--- DATA UNDER STUDY ---
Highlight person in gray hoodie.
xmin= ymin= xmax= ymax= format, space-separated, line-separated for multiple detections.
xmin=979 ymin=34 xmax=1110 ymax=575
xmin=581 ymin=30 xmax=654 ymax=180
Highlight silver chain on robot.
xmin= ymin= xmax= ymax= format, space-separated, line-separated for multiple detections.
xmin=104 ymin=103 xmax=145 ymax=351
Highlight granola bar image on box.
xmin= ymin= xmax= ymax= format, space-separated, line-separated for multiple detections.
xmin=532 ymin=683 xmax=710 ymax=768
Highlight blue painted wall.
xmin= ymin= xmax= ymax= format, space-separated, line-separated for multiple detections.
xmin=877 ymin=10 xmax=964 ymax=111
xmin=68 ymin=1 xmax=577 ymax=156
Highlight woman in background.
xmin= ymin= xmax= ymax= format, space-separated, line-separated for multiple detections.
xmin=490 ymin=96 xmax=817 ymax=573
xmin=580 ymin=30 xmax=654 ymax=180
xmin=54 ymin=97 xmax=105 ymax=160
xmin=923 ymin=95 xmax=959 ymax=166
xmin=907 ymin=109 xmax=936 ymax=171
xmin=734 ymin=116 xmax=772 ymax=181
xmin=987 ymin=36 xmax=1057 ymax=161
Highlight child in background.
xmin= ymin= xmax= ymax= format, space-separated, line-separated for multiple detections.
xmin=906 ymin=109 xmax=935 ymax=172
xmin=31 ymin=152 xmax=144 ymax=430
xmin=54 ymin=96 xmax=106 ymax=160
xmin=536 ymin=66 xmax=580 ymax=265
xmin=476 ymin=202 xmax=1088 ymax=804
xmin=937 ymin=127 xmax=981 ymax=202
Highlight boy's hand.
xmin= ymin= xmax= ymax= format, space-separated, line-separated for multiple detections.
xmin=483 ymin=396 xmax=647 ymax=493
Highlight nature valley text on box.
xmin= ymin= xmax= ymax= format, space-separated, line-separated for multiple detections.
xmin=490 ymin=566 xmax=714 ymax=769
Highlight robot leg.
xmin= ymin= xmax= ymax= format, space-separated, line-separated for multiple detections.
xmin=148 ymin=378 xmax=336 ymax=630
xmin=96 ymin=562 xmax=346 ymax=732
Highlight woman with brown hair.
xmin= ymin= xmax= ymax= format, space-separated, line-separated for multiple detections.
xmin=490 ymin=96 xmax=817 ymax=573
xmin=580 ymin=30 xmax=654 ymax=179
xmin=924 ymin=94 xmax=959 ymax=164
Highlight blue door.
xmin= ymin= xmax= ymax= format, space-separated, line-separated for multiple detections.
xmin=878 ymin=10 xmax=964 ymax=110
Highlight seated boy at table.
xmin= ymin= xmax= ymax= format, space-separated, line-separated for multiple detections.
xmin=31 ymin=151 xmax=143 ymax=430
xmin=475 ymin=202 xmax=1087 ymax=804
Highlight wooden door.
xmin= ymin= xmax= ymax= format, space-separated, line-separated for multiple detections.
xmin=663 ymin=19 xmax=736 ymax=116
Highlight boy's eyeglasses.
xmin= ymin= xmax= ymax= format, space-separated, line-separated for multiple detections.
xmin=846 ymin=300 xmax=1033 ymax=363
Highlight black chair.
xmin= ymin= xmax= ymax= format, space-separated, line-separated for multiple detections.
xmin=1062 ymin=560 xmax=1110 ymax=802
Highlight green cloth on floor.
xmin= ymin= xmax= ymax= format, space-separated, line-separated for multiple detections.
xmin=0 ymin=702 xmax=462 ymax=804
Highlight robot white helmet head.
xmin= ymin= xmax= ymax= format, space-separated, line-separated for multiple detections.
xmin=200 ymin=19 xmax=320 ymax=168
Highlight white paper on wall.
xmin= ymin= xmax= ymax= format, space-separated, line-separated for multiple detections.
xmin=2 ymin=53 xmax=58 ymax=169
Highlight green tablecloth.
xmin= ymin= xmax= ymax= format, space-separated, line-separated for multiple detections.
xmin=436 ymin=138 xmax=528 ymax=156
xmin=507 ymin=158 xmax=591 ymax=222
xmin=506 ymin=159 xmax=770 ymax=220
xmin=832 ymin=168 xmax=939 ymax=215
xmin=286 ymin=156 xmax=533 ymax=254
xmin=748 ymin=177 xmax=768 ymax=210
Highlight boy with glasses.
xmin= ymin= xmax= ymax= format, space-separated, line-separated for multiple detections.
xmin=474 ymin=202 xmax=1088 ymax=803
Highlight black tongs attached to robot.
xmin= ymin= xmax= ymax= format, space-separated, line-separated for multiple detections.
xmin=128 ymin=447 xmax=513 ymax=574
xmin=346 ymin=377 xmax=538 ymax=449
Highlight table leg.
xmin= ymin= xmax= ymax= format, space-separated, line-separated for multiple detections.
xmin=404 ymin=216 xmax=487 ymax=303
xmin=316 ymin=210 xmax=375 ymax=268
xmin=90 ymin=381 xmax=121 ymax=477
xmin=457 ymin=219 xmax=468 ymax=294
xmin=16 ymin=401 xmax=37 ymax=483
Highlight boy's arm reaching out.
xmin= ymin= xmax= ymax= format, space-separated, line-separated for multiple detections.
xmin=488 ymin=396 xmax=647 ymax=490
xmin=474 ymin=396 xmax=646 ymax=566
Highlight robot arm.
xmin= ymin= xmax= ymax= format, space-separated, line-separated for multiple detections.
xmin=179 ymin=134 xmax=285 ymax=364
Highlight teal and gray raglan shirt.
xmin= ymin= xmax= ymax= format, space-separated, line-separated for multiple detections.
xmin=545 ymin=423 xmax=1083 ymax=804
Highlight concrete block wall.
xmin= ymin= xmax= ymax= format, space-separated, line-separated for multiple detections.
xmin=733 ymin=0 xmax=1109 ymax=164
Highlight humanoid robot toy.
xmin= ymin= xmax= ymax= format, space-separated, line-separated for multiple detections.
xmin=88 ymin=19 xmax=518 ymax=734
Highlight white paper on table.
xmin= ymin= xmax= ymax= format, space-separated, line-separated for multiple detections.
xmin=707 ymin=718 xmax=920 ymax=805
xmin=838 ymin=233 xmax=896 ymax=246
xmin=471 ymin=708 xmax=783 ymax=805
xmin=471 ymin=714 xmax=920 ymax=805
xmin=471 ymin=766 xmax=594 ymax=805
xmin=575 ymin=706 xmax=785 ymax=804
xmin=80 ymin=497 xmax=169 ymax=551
---
--- DATA UNDER STUDY ---
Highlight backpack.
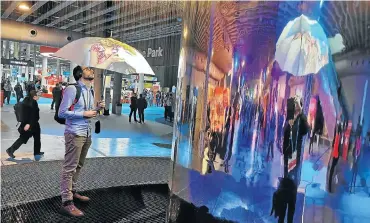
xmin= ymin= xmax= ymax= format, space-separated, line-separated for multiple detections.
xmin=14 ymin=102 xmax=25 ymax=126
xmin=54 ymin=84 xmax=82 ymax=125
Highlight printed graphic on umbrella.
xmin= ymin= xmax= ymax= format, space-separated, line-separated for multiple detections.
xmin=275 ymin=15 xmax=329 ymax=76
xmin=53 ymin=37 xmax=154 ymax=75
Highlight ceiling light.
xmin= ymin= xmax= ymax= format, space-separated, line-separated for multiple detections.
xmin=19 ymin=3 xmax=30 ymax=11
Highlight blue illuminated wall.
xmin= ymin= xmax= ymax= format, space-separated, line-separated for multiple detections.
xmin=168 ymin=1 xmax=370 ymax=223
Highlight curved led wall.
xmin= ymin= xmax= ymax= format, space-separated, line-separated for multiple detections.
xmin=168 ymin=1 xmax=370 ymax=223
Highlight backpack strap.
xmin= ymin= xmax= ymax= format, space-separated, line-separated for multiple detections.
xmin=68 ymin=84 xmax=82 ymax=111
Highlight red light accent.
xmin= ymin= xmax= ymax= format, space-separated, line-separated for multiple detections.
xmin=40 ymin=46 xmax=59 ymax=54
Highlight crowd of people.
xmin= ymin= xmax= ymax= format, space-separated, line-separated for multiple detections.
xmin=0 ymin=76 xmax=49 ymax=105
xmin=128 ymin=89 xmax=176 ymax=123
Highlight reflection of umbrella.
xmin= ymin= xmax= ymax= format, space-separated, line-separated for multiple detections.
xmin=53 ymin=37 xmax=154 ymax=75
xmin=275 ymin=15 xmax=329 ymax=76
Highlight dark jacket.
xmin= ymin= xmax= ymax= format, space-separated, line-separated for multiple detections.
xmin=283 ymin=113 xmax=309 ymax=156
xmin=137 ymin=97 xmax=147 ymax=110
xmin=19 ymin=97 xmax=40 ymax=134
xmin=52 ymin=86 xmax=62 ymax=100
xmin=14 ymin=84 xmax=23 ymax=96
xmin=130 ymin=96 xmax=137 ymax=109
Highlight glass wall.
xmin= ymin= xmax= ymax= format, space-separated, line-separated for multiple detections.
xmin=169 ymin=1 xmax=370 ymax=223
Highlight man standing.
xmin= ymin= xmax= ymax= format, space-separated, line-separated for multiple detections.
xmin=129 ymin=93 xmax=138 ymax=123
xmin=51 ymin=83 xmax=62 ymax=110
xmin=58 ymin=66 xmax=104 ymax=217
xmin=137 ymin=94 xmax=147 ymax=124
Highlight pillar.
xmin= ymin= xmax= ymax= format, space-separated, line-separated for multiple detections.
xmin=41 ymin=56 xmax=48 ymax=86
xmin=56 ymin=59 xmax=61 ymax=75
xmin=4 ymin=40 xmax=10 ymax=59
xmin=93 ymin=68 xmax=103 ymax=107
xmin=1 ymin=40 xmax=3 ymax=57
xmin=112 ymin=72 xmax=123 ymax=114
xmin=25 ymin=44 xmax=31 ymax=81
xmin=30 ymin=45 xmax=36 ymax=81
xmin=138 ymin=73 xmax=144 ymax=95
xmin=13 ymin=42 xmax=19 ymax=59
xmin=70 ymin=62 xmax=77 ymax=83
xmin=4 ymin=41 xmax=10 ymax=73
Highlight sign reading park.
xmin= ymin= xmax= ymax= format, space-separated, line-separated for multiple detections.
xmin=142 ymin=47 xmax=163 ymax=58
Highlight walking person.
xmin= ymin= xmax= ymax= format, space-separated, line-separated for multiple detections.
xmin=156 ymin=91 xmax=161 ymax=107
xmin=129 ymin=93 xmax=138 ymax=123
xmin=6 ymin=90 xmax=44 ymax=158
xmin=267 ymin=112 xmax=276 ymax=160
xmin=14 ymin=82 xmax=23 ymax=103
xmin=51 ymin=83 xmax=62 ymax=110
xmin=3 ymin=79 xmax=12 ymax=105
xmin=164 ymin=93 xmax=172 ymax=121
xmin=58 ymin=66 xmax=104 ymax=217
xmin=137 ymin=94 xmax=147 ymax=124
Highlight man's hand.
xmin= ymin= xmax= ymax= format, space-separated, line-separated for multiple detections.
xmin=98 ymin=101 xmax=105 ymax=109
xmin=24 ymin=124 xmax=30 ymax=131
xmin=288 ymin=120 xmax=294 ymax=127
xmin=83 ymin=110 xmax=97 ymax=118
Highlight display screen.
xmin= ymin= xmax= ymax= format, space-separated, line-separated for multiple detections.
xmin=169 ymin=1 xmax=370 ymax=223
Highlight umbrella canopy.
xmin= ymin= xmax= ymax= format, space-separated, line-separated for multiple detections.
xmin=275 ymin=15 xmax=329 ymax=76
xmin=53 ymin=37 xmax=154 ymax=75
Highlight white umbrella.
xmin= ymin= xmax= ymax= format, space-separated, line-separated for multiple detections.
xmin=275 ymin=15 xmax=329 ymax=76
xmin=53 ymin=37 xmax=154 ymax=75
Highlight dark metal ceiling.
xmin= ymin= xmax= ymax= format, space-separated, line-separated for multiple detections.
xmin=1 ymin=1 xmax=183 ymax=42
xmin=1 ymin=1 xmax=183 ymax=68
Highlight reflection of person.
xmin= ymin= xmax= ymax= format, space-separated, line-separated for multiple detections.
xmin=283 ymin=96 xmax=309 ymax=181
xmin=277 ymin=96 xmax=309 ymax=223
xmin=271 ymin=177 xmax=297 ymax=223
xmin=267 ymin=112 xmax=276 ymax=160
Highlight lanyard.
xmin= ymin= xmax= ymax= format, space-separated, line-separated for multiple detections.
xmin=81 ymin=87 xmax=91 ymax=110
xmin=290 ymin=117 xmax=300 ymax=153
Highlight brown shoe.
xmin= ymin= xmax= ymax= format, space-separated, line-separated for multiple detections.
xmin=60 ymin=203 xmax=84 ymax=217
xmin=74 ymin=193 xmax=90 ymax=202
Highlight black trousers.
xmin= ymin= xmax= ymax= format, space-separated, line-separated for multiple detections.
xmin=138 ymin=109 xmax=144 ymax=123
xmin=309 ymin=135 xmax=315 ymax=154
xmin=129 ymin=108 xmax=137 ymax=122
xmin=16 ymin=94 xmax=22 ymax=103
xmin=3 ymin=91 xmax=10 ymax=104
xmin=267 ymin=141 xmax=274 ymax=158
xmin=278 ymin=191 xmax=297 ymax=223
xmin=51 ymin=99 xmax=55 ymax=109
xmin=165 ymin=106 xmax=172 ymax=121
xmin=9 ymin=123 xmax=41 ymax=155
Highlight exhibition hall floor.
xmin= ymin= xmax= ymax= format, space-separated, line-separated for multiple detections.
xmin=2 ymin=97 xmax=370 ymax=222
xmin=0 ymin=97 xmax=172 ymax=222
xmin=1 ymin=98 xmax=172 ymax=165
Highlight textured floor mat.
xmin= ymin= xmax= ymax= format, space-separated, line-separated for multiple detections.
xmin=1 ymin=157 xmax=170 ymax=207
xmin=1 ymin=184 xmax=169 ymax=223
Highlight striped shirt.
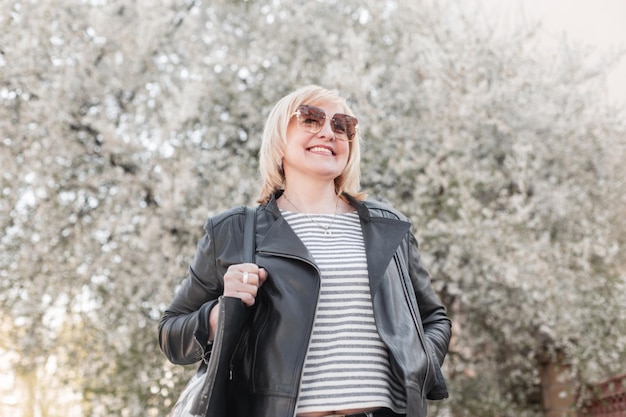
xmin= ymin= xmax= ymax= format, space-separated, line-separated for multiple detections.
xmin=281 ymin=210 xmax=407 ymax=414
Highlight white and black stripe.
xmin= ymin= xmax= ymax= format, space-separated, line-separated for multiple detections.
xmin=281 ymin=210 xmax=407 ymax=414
---
WORK INSTRUCTION: When a line in the records above contains the word "black", copy it.

ANSWER SPACE:
Highlight black chair.
Highlight black tongs attached to robot.
Highlight black trousers.
Highlight white and black stripe.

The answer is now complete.